CONSIGNES.
#1 Traduisez en anglais cette phrase de l’extrait sur Jacques Parizeau : « Le vieux chef n’était certes pas parfait, mais il était très certainement un grand démocrate. »
#2 Répondez aux questions suivantes à partir de l’extrait sur Jacques Parizeau.
(a) De quelle circonscription émanait la proposition concernant une commission de préparation à la souveraineté ?
(b) Combien de fois plus fort faut-il travailler, selon l’auteur, que ceux qui veulent empêcher la sortie du Québec du Canada ?
(c) Qui est présenté comme le seul propriétaire du PQ ?

EXTRAIT SOURCE.
◆ ◆ ◆ ◆ ◆ ◆ ◆

La vraie lucidité a un nom : Jacques Parizeau

Sa sortie était d’une lucidité à toute épreuve, et ce, même si dans les faits, M. Parizeau a tout simplement répété le gros bon sens.  Quand on veut réaliser un projet d’une ambition certaine – et le projet souverainiste entre sans l’ombre d’un doute dans cette catégorie – il faut s’y préparer ;  et sérieusement. Et investir les ressources nécessaires – lire les fonds publics – à l’atteinte de nos objectifs. Y a-t-il vraiment un indépendantiste qui peut se dire en désaccord avec les affirmations de M. Parizeau ?

Partant de là, ce dernier se dit quand même tout à fait à l’aise avec l’idée qu’on écarte le calendrier référendaire du discours péquiste.  Je suis moi aussi tout à fait d’accord avec cela.   Le référendum (ou la simple déclaration unilatérale d’indépendance ?) doit être tenu quand le moment est propice et lorsqu’on peut espérer le gagner.  Mais cela n’implique quand même pas de ne pas s’y préparer.  Que l’on soit en faveur d’une stratégie référendaire ou pour une déclaration unilatérale d’indépendance, le fait est que la victoire n’est possible que si on s’y prépare avec l’énergie du désespoir.  Faudra quand même allumer un jour.  Sortir le Québec du Canada (et vice et versa), ce n’est pas une mince tâche.  Bien des gens multiplient les efforts pour nous empêcher de le faire.  Parce qu’on a moins de moyens que ces gens-là, il faut travailler 1000 fois plus fort qu’eux.  C’est aussi simple que ça.

Dans sa lettre, Jacques Parizeau dit également avoir ressenti un profond malaise par rapport au traitement qui a été réservé à une proposition émanant de la circonscription de Crémazie et concernant la mise sur pied d’une commission de préparation à la souveraineté, une proposition avec laquelle on ne peut qu’être en accord.  Les instances péquistes ont tranché :  proposition irrecevable.   En quoi l’était-elle ? Pourquoi la rejeter ainsi du revers de la main?  À quoi joue le PQ de Mme Marois?  Nul ne le sait mais le diable s’en doute. 

Le sort réservé à cette proposition démontre bien que la démocratie est profondément malade au sein du Parti Québécois.  René Lévesque doit parfois avoir envie de se retourner dans sa tombe.  Le vieux chef n’était certes pas parfait, mais il était très certainement un grand démocrate.  Jamais il n’aurait accepté qu’une petite intelligentsia mette la main sur son parti, pour mieux le détourner des volontés de la base militante, seule propriétaire du PQ.

◆ ◆ ◆ ◆ ◆ ◆ ◆

DONNÉES ENREGISTRÉES.
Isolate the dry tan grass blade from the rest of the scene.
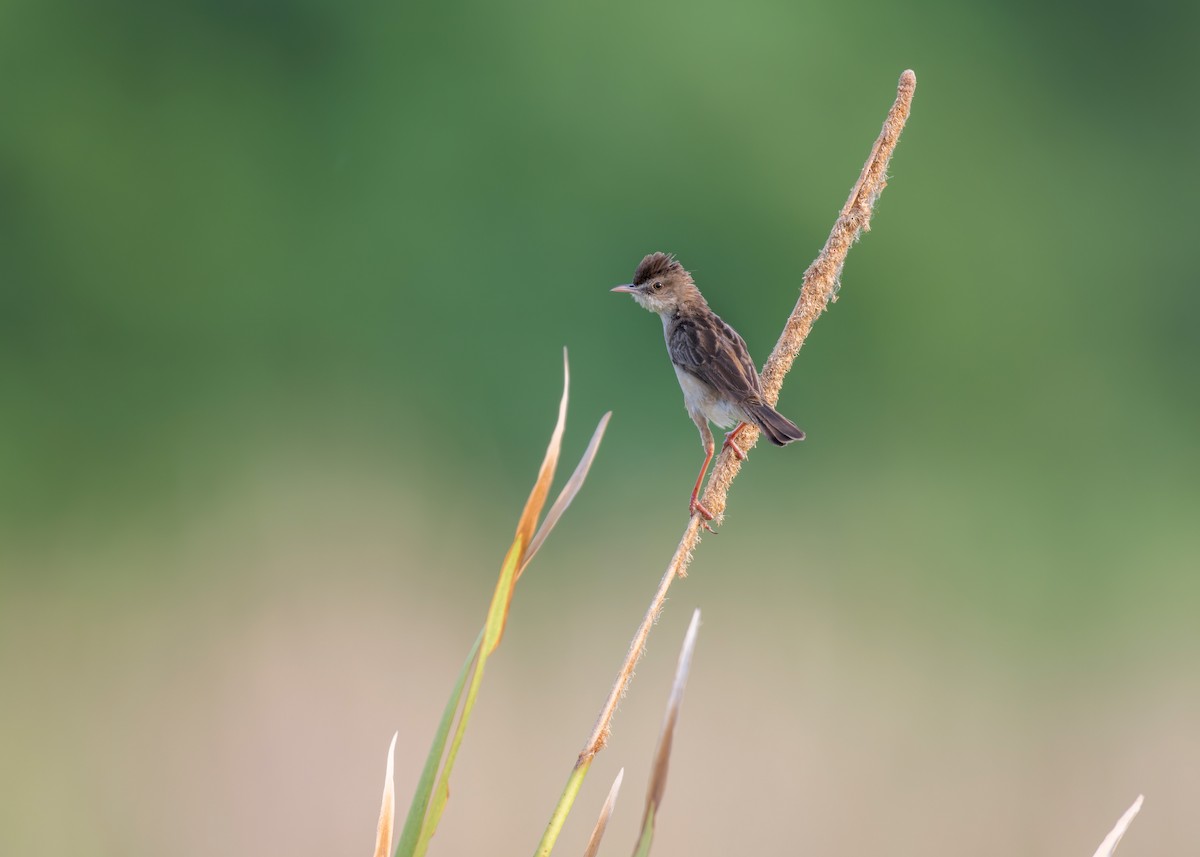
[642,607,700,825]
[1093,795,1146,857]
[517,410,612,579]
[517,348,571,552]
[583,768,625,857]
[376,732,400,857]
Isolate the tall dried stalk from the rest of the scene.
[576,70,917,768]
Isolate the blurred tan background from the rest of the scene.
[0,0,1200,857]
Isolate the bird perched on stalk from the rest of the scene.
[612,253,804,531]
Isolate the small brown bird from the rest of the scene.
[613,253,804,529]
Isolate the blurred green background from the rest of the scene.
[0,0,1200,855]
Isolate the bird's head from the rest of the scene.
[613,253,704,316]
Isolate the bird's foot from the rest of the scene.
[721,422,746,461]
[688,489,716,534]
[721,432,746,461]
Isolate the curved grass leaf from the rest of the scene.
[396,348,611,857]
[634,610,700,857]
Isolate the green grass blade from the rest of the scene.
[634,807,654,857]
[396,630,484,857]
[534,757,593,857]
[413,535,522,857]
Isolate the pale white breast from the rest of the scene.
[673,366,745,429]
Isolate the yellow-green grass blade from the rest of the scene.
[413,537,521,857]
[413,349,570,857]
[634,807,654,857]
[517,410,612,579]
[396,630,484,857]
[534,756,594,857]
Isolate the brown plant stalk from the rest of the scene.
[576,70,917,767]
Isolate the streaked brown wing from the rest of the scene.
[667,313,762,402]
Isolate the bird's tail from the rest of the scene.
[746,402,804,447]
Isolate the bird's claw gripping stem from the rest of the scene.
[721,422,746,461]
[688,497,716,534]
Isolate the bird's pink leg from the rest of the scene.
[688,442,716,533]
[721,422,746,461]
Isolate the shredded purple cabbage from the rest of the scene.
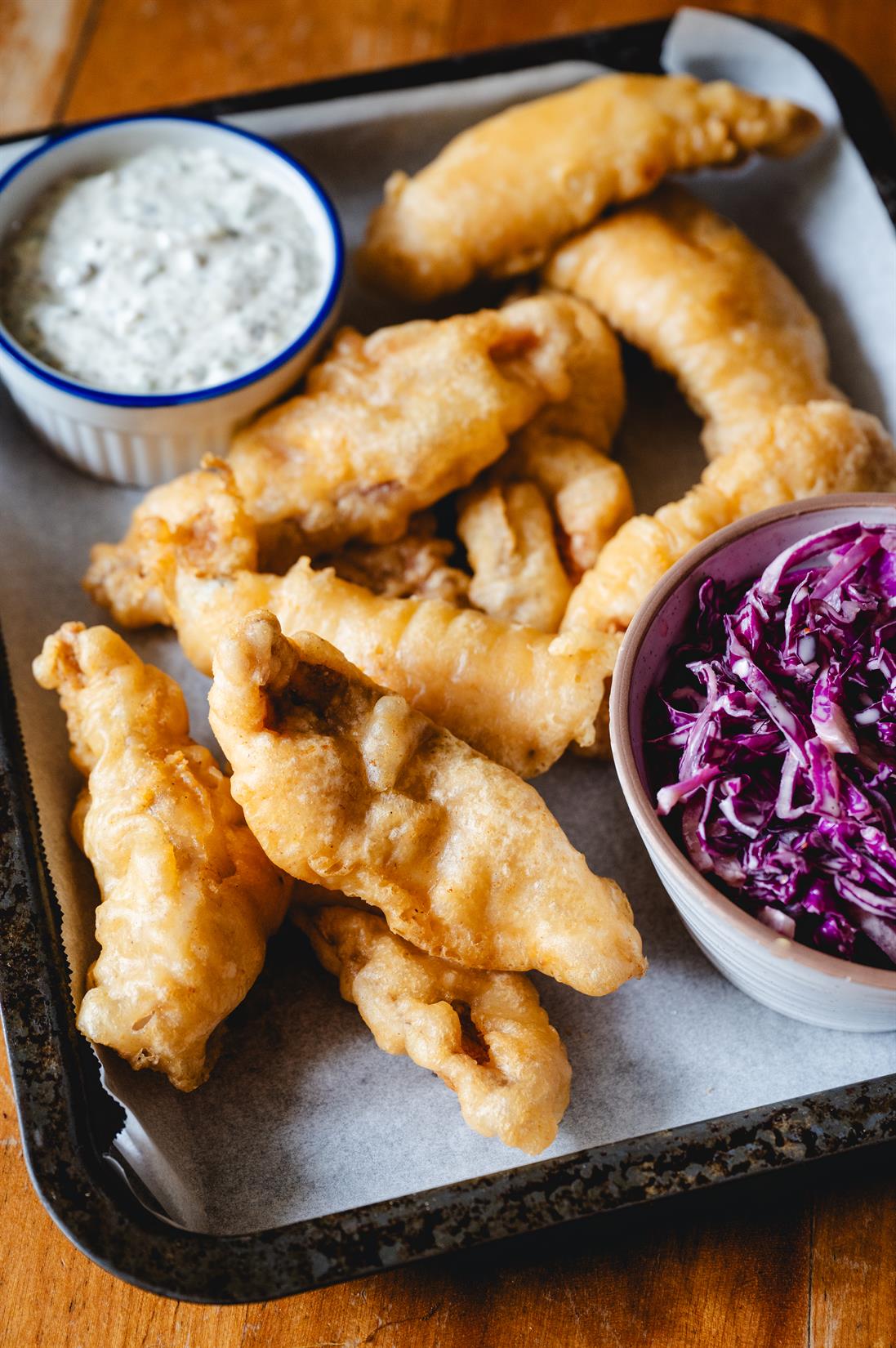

◆ ◆ ◆ ◆ ◆ ◆ ◆

RÉPONSES FOURNIES.
#1 The old leader was certainly not perfect, but he was most certainly a great democrat.

#2
(a) De la circonscription de Crémazie.
(b) 1000 fois plus fort.
(c) La base militante.